Trained in Charm (Charisma): This skill applies whenever you would befriend, seduce, or otherwise charm another person.

(As noted above, this would be a Charisma check with a +2 bonus).


From this column by Robert Schwalb:
  • Where skills can improve your chances for success in specific situations, traits are minor benefits that usually interact with specific tasks. A trait doesn’t grant you a bonus. It just lets you do something or speaks to your character’s place in the world. Here are two example traits:
    • Extra Language: You are fluent in a language of your choice.
    • Workshop: You own a workshop somewhere in the world. Work with your DM to determine the best possible location for this shop. You have everything you need to produce the items you have learned to craft.
  • "As for feats, we want them to have a significant impact on how your character plays. We also want feats to allow some complexity customization. If you want to play a simple, streamlined character, we want to provide plenty of simple, streamlined feats for you to use. If you want a complex character, take complex feats. Either way, we want you to feel like taking a feat really affects the way your character plays." - Rodney Thompson.

> **Aim**
Write the next part of the passage on skills, traits, and feats, starting after its last sentence. The material after this passage on skills, traits, and feats is separate from it.

> **Dataset section**

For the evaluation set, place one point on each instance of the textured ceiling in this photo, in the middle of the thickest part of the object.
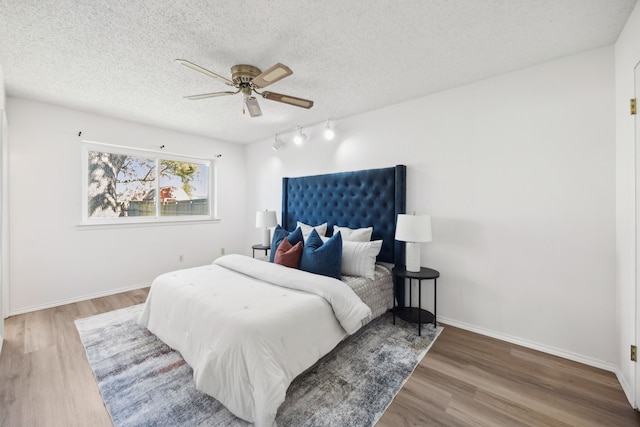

> **Reply**
  • [NEW 15 MAY] "...we want themes to be things that transcend class ... there are a lot of exciting possibilities in the strange combinations ... . Tying feats to specific class features limits those possibilities, which is something we want to avoid. Plus, we'd like to make it so that players don't feel like they have to chase certain feats to be able to fulfill the promise of their classes."
  • Equipment - making it a bit more important.
  • Moving from gold to silver standard.
    • "Gold is the new platinum, and electrum is back. Electrum was explicitly found. EL-ECT-RUM." [source]
  • Mundane wand is 100gp, like fighter's scale armor.
  • Weapons defined by categories not specific names. You're good with all axes, swords, bows, for example. Fighter doesn't find a cool axe but can't use it because he didn't choose to be an axe guy - you're good at all weapons.
  • Accuracy and damage changes by weapon. Also damage types (slashing/piercing, etc.).
  • "There have been many times since the inception of 4E where we'd wished we had some kind of damage type for physical damage, a point that was driven home especially well when we did the design and development of the Gamma World game, which does have a physical damage type. I think the step that previous editions could have taken, but didn't, is to treat slashing, bludgeoning, and piercing damage types just like acid, cold, fire, etc. damage. That way, weapon users get a few more interesting choices in the weapons they wield, just like spellcasters have when making spell selection" - Rodney Thompson.
  • Weapon specialization benefits - some are like at-will attacks.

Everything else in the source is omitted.